Dataset items

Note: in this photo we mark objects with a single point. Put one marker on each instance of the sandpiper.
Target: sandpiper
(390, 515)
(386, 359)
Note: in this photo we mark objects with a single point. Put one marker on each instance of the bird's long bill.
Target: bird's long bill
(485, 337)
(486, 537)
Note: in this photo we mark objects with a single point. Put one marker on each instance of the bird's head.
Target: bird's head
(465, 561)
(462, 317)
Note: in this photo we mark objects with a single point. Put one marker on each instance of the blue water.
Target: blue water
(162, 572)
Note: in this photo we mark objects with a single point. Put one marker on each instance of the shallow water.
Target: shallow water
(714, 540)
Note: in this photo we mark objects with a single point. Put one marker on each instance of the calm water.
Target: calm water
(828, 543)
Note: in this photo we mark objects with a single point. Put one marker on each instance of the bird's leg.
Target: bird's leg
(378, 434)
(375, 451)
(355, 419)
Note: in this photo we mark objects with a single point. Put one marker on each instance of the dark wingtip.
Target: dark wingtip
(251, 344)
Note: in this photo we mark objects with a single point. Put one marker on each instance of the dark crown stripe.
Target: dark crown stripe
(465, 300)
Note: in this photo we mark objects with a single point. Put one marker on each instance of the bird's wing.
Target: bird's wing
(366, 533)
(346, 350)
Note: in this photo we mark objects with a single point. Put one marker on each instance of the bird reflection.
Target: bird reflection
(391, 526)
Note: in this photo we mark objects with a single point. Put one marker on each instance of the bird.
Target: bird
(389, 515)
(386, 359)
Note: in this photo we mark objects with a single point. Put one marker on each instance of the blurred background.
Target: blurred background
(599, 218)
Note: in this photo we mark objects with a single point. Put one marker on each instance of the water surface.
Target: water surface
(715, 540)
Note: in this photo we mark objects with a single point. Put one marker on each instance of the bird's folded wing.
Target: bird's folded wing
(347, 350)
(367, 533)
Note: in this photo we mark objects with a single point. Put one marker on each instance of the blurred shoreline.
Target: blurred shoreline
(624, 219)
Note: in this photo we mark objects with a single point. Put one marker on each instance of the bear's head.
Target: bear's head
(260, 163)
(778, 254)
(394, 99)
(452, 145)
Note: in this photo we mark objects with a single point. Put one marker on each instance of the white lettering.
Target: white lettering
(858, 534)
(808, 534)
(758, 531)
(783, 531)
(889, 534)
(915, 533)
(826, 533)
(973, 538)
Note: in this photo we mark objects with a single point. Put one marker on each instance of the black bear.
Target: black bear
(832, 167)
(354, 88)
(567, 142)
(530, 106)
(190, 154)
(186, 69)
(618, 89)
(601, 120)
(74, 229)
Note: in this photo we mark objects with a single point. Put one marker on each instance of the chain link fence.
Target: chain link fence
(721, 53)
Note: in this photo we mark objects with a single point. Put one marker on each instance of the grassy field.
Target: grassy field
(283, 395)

◆ **CHALLENGE**:
Reproduce every line from the one containing "the blurred shoreline." through the last line above, leaving none out, and offset each x and y coordinate in the answer points by -46.

◆ **EXERCISE SOLUTION**:
Note: in this photo we mark objects with a single point. Put one marker on each instance of the blurred shoreline.
Target: blurred shoreline
(578, 173)
Note: in this photo we mark objects with a single point. Put one marker on each instance of the bear's head.
Target: bear's head
(214, 117)
(732, 208)
(348, 53)
(406, 99)
Note: in this photo we mark objects with a single point. Put one marker on each instance of the white lettering.
Target: white lettering
(812, 488)
(762, 488)
(712, 485)
(737, 485)
(843, 488)
(869, 487)
(780, 487)
(927, 492)
Note: in this photo we mark objects with a single point. Put one marker on each instance of the black bear.
Target: black bear
(786, 121)
(308, 42)
(521, 96)
(484, 60)
(144, 108)
(140, 23)
(572, 43)
(555, 74)
(28, 183)
Note: in this photo we mark objects with a single point. Put one marker on each instance of the chain link fence.
Target: chain link fence
(675, 7)
Note: in this photo we mark objects with a single point. Put one marker on each instance of the grassy field.
Target: grassy field
(237, 349)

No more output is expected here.